US and Russia Agree to Increase Intelligence-Sharing on Isis Despite Divisions
US Secretary of State John Kerry and Russian Foreign Minister Sergei Lavrov have agreed to increase cooperation between intelligence services on Isis (now known as the Islamic State), despite divisions over the Ukraine crisis.
Washington and Moscow's top diplomats spoke in Paris following talks over areas of coordination despite a post-Cold War low in relations between the two over Russia's participation in unrest in Ukraine.
"We both recognise the need to destroy and ultimately defeat Isil [another term for theI Islamic State], to degrade their efforts and ultimately to defeat them," Kerry told a news conference.
"No decent country by any definition could support the horrors that are perpetrated by Isil, and no civilised country should shirk its responsibility to stand up and be part of the effort to stamp out this disease."
Kerry said that the two powers had a "major responsibility" to cooperate on various issues and had agreed to "intensify intelligence cooperation with respect to Isil and other counterterrorism challenges of the region".
The secretary of state said that Moscow was to look into the possibility of doing more to arm and train Iraqi forces but did not speak on Russian cooperation with the US-led coalition conducting air strikes against the terror group.
Russia has so far refused to join the coalition because of suspicions that the ultimate aim of the operation is to remove Russian ally Bashar al-Assad from rule in Syria and Moscow has insisted that Syrian government approval should have been obtained before strikes.
The common ground between the US and Russia against IS is found in the make-up of the group's foreign fighters.
"There may be as many as 500 or more from Russia," Kerry said.
Many Russian separatists from Chechnya and Dagestan in the North Caucasus are believed to have flocked to Syria and Iraq to fight for the group which seeks to expand its caliphate straddling the Iraqi-Syrian border.

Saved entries

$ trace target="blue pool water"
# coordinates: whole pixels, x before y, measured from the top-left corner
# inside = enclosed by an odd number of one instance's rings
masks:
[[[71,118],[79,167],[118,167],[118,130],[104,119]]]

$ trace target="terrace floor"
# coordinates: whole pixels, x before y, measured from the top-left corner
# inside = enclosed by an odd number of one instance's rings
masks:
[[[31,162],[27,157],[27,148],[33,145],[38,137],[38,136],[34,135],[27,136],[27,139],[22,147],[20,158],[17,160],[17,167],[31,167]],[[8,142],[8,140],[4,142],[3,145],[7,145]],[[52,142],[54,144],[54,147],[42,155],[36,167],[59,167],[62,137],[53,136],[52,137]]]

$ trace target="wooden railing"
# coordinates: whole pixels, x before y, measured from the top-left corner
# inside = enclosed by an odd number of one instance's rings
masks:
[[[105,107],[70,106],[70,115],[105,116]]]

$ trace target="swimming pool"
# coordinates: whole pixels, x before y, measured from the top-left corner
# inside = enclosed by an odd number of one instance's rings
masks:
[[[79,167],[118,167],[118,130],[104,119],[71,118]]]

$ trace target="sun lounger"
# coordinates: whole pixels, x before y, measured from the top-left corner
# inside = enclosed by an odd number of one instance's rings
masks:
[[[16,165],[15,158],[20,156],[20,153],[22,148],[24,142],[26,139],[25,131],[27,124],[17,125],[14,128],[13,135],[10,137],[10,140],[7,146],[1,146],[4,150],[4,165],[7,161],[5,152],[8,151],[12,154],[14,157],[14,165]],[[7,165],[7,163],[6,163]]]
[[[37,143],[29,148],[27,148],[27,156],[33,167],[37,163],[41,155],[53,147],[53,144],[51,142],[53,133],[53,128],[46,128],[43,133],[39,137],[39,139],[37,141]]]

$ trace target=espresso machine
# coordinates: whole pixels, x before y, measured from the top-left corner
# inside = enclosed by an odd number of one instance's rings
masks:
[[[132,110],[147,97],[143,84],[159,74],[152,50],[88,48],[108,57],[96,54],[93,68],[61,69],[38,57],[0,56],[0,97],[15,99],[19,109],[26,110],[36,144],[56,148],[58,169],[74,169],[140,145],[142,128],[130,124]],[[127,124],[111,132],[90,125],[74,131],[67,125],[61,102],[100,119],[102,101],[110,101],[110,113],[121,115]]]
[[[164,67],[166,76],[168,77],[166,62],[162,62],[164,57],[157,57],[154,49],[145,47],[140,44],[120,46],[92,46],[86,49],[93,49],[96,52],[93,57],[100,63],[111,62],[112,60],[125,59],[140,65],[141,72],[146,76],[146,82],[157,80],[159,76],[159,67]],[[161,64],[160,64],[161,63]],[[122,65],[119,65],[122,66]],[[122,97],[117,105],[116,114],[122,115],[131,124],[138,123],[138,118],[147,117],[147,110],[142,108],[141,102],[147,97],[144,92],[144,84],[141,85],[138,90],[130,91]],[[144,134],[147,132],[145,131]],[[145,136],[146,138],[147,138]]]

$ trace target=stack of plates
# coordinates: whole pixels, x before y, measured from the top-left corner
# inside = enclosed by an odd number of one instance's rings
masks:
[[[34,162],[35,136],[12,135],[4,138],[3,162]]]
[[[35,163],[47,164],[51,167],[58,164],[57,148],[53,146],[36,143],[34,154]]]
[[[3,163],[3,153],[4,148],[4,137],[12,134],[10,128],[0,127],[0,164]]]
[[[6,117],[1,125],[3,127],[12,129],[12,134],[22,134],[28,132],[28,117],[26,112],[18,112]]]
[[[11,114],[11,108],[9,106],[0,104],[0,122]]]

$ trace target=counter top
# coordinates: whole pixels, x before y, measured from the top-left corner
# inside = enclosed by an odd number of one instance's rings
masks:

• Task directions
Quote everything in the article on US-Russia intelligence-sharing from "US and Russia Agree" down to "unrest in Ukraine.".

• Exercise solution
US and Russia Agree to Increase Intelligence-Sharing on Isis Despite Divisions
US Secretary of State John Kerry and Russian Foreign Minister Sergei Lavrov have agreed to increase cooperation between intelligence services on Isis (now known as the Islamic State), despite divisions over the Ukraine crisis.
Washington and Moscow's top diplomats spoke in Paris following talks over areas of coordination despite a post-Cold War low in relations between the two over Russia's participation in unrest in Ukraine.